*PROBLEM TO SOLVE*
Tally the lines in the entries below that contain the string "cabinet", with case counting, and reply with the number alone.

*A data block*
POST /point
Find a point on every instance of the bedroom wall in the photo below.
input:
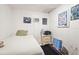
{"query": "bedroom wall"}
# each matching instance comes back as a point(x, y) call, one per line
point(69, 36)
point(6, 21)
point(33, 28)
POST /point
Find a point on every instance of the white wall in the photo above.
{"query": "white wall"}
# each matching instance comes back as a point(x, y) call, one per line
point(69, 36)
point(6, 21)
point(33, 28)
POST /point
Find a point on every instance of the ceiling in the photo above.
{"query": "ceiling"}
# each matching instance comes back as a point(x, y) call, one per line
point(46, 8)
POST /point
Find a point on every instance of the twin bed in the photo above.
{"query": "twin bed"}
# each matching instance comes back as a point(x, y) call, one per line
point(21, 45)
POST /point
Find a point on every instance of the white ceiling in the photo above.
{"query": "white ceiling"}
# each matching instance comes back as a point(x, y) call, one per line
point(46, 8)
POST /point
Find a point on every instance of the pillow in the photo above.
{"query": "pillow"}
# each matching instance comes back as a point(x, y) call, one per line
point(21, 33)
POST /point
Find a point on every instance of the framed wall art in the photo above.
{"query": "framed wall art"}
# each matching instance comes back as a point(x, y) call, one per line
point(36, 20)
point(75, 12)
point(44, 21)
point(27, 19)
point(62, 20)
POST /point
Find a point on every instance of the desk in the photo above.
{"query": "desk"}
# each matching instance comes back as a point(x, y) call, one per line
point(50, 50)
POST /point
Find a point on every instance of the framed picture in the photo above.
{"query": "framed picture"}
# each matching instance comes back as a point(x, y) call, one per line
point(62, 20)
point(27, 19)
point(75, 12)
point(44, 21)
point(36, 20)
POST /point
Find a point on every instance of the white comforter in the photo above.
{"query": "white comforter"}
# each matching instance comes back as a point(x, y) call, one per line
point(21, 45)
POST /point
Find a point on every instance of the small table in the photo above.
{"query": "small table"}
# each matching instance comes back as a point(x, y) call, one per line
point(50, 50)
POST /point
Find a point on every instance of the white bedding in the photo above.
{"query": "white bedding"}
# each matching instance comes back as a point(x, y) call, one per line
point(21, 45)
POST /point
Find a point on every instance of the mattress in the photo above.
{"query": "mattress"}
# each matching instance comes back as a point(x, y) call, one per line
point(18, 45)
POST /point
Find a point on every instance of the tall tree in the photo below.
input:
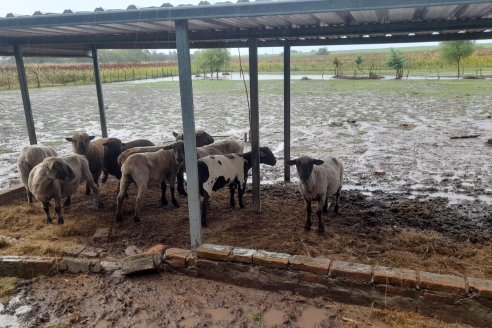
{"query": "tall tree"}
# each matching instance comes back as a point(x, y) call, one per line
point(212, 59)
point(397, 62)
point(457, 51)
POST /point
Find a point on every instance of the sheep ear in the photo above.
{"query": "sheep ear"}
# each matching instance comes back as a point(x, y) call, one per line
point(292, 162)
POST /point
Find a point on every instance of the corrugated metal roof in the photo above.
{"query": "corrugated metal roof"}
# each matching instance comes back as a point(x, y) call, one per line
point(304, 22)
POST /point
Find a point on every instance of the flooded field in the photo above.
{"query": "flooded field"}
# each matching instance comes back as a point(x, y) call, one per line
point(413, 195)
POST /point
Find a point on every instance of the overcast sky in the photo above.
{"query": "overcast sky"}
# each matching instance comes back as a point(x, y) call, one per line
point(28, 7)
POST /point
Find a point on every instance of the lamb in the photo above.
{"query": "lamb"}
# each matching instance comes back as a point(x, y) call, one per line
point(218, 148)
point(93, 151)
point(202, 138)
point(218, 171)
point(59, 177)
point(319, 180)
point(135, 150)
point(29, 157)
point(113, 147)
point(150, 168)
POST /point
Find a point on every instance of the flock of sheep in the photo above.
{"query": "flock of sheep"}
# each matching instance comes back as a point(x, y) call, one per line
point(46, 175)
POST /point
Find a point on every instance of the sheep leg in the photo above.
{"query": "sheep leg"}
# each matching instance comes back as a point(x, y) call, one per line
point(173, 196)
point(104, 177)
point(326, 204)
point(46, 209)
point(205, 202)
point(124, 183)
point(29, 195)
point(138, 203)
point(337, 201)
point(163, 194)
point(58, 210)
point(321, 226)
point(309, 210)
point(180, 178)
point(240, 194)
point(231, 188)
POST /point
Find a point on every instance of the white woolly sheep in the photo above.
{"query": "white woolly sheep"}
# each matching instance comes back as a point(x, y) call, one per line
point(319, 180)
point(59, 177)
point(93, 151)
point(218, 171)
point(29, 157)
point(113, 148)
point(150, 168)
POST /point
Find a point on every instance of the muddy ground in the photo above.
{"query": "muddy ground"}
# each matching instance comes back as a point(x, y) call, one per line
point(413, 197)
point(169, 300)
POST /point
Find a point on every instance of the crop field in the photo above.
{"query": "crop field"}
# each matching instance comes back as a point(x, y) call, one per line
point(416, 194)
point(412, 194)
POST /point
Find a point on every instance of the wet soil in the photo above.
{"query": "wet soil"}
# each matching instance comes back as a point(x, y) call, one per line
point(169, 300)
point(413, 197)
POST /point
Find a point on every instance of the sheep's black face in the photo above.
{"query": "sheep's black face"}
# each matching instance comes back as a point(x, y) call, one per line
point(304, 166)
point(179, 152)
point(267, 157)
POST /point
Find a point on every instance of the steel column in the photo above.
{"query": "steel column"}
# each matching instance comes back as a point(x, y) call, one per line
point(21, 72)
point(286, 112)
point(100, 100)
point(188, 116)
point(255, 122)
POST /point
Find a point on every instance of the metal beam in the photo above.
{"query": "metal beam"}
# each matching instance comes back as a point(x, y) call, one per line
point(221, 11)
point(188, 116)
point(299, 32)
point(254, 123)
point(100, 100)
point(286, 112)
point(21, 72)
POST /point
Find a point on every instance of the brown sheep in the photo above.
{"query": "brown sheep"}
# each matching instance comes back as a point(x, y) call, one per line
point(29, 157)
point(92, 150)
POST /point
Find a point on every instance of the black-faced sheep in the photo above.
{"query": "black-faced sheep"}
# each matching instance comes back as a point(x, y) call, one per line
point(113, 148)
point(145, 169)
point(59, 177)
point(135, 150)
point(29, 157)
point(202, 138)
point(92, 150)
point(319, 180)
point(218, 171)
point(218, 148)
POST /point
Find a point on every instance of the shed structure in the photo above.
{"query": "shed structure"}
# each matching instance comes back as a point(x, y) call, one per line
point(282, 23)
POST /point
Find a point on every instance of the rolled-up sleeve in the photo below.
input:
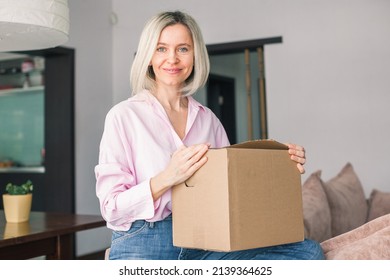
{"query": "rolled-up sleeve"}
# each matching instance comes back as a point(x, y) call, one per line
point(122, 199)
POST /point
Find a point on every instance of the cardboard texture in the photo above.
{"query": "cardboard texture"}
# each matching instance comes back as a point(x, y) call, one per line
point(246, 196)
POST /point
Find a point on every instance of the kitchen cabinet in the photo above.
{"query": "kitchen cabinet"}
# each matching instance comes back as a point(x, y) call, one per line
point(52, 167)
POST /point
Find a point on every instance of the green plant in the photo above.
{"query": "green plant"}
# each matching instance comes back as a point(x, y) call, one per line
point(25, 188)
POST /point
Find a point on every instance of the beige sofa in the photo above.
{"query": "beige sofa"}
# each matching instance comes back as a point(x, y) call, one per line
point(347, 224)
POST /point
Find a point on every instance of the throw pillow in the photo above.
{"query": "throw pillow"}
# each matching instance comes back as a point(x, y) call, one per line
point(379, 204)
point(368, 242)
point(316, 211)
point(347, 202)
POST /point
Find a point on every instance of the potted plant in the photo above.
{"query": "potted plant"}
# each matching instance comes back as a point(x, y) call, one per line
point(17, 202)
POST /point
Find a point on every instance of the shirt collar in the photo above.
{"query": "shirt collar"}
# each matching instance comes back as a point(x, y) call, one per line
point(149, 98)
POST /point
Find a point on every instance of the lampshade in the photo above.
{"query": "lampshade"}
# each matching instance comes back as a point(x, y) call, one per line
point(33, 24)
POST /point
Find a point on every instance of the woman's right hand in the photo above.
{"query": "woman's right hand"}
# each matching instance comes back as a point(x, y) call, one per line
point(184, 162)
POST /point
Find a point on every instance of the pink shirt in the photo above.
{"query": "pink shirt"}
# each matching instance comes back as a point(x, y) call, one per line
point(136, 145)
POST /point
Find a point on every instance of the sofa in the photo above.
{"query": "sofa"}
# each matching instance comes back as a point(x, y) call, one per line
point(346, 223)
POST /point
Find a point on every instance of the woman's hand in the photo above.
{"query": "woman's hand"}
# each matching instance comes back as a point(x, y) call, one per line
point(297, 154)
point(184, 162)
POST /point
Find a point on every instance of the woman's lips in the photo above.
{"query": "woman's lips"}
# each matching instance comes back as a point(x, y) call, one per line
point(172, 70)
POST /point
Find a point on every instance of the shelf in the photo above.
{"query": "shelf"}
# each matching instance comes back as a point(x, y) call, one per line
point(35, 169)
point(7, 92)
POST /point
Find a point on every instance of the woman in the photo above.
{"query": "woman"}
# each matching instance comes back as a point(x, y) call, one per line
point(157, 139)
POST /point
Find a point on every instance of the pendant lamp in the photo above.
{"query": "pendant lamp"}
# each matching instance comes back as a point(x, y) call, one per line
point(33, 24)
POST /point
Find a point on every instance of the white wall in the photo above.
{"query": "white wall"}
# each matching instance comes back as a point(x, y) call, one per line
point(91, 37)
point(327, 82)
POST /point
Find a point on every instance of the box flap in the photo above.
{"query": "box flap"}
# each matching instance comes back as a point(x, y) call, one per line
point(260, 144)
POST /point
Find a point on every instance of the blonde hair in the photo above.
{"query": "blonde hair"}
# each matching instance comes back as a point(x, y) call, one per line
point(142, 76)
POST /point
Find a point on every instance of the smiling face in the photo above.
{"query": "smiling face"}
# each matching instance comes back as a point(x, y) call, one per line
point(173, 59)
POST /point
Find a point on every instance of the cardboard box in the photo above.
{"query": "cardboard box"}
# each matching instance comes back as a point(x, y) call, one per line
point(246, 196)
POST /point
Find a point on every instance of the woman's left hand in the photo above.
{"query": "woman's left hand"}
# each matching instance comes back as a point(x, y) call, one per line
point(297, 154)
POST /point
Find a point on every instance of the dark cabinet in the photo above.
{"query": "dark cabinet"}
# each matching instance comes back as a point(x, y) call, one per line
point(54, 186)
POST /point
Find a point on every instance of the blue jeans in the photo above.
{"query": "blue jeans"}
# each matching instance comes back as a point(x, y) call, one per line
point(153, 241)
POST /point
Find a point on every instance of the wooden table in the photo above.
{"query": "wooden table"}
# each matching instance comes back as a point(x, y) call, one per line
point(45, 234)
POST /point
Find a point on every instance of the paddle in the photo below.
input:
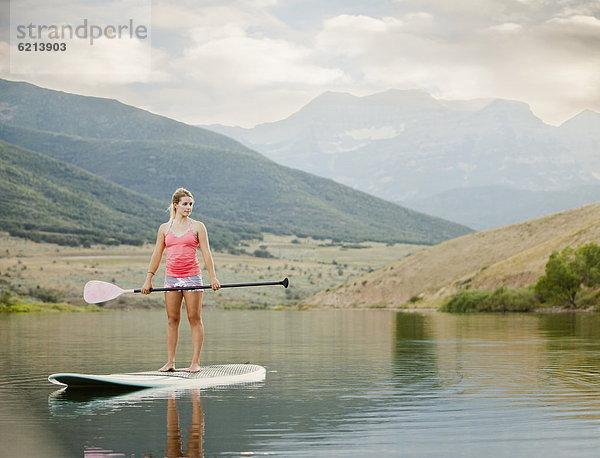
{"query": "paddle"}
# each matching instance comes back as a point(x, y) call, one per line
point(100, 291)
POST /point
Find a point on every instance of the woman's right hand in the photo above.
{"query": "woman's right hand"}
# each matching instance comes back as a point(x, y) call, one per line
point(147, 287)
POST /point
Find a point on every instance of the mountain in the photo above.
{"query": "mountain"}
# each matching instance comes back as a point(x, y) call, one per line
point(409, 148)
point(48, 200)
point(25, 105)
point(514, 256)
point(505, 205)
point(232, 184)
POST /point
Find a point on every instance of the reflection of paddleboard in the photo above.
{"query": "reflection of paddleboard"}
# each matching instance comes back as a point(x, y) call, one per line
point(207, 376)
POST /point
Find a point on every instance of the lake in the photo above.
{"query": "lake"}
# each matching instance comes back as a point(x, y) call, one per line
point(341, 383)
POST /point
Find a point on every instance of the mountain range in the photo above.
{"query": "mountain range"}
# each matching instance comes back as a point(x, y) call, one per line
point(466, 161)
point(143, 157)
point(513, 256)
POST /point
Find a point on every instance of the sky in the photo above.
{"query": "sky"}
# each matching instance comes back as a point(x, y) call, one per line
point(246, 62)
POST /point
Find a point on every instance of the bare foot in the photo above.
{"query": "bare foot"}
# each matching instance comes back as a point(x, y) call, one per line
point(193, 368)
point(169, 367)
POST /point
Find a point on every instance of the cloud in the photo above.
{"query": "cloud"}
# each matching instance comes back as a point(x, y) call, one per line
point(551, 64)
point(250, 61)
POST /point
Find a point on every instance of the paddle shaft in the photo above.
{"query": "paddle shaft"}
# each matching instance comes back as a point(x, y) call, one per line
point(284, 283)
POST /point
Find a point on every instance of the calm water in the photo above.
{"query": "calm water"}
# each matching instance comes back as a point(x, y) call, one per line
point(338, 383)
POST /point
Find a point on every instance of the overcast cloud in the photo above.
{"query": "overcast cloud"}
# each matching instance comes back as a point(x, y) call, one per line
point(243, 62)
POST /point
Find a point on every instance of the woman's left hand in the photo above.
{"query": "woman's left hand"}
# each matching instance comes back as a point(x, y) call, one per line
point(214, 284)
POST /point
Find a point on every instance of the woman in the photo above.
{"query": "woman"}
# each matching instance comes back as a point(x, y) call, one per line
point(181, 236)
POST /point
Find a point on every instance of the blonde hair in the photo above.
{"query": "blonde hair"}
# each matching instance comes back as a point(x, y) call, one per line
point(177, 195)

*SOLUTION TO THIS TASK*
4